End Product Sync - department-of-veterans-affairs/caseflow GitHub Wiki

Overview

The existing end product (EP) sync process has been replaced (but not depracated) with a new process that leverages claim data replicated from VBMS to identify out of sync EPs in Caseflow. The new process prioritizes EndProductEstablishments (EPEs) to be synced when it is cleared ("CLR") or canceled ("CAN") in VBMS but not in Caseflow.

Priority EPs are declared by the update_claim_status_trigger on the vbms_ext_claim table. This trigger script is created by add_pepsq_populate_trigger_to_vbms_ext_claim.rb, which finds the EPEs that have a status delta between their associated VbmsExtClaim record. Each EPE that has a delta will create a corresponding PriorityEndProductSyncQueue (PEPSQ) record.

From here, up to 100 PEPSQ records will be assigned to a unique batch in the BatchProcesses table. The PriorityEpSyncBatchProcessJob will then attempt to sync and process these EPEs. If the record fails to sync after being batched three separate times, it will be inserted into the CaseflowStuckRecords table where it is intended to be checked and synced manually.

If an undocumented error occurs that causes a batch to fail while being processed, the entire batch will be picked up by the BatchProcessRescueJob.

Sections:

  1. Old End Product Sync Process
  2. New End Product Sync Implementation
    1. Database Tables
    2. Implementation Logic
      1. 🔴 Adding Priority EPE Records to the PEPSQ Table 🔴
      2. Creating Batches & Processing PEPSQ Records
      3. Batch Reprocessing
    3. Record State
      1. Priority End Product Sync Queue
      2. Batch Process
    4. Metabase Views
    5. Kibana Dashbaord
    6. Relevant Files
      1. Models
      2. Jobs
      3. Scripts

Old End Product Sync Process

SyncReviewsJob kicks off every 2 minutes and attempts to sync 100 priority EPEs with their associated VBMS claim object one at a time.

sync_reviews_job.rb

The sync! method is called on the EPE after retrieving it from the database.

Stated exercise a:
Render the listing as a numbered list, starting at its first line and ending at the line that contains "[[199,199],[199,6],[0,1],[0,199]]", both included. Skip blank lines and leave the pictures out.

Given data:

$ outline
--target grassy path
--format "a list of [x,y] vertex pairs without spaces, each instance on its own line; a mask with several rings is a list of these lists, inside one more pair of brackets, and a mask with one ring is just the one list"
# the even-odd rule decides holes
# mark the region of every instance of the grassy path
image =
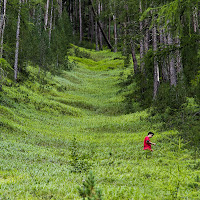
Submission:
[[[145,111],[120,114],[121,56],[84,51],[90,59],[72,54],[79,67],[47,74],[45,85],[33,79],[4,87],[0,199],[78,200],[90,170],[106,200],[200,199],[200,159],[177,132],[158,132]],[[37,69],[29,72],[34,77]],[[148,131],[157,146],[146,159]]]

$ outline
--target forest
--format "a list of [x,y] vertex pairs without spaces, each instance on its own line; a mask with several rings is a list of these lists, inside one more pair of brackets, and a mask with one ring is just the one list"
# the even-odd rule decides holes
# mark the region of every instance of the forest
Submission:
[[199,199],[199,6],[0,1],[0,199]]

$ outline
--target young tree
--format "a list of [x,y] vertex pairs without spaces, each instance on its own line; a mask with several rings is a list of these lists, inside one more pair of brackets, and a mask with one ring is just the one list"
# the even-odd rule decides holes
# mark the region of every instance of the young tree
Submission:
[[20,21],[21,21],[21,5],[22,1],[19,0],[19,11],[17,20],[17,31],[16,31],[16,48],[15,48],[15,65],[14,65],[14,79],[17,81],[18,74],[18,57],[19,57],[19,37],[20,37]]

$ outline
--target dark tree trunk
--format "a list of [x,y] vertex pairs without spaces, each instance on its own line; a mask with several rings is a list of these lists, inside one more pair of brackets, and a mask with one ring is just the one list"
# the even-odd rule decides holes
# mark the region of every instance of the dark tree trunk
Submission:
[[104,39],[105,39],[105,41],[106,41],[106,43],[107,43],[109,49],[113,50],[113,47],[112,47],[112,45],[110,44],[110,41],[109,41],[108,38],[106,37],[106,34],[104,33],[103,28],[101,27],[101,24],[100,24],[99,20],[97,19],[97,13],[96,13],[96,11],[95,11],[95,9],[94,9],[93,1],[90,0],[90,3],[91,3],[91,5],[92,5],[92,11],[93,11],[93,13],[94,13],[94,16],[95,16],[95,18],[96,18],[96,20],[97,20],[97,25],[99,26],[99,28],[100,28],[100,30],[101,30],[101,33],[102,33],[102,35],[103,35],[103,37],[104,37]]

Stated exercise b:
Name every job class, meaning each identifier ending in "Job", that the Caseflow end product sync wiki page mentions.

Problem solution a:
1. $ outline
2. --target grassy path
3. --format "a list of [x,y] vertex pairs without spaces, each instance on its own line; a mask with several rings is a list of these lists, inside one more pair of brackets, and a mask with one ring is just the one list"
4. # the even-odd rule decides holes
5. # mark the region of every instance of the grassy path
6. image =
7. Submission:
8. [[[145,111],[120,114],[121,56],[84,51],[90,59],[72,54],[79,67],[47,74],[45,85],[33,79],[4,87],[0,199],[78,200],[90,170],[106,200],[200,199],[200,159],[177,132],[158,132]],[[37,69],[29,72],[34,77]],[[148,131],[157,146],[146,159]]]
9. $ outline
10. --target forest
11. --format "a list of [x,y] vertex pairs without spaces, each instance on its own line; a mask with several rings is a list of these lists, inside one more pair of brackets, and a mask with one ring is just the one list"
12. # the even-odd rule decides holes
13. # mark the region of every instance of the forest
14. Submission:
15. [[199,199],[199,6],[0,1],[0,199]]

Problem solution b:
PriorityEpSyncBatchProcessJob
BatchProcessRescueJob
SyncReviewsJob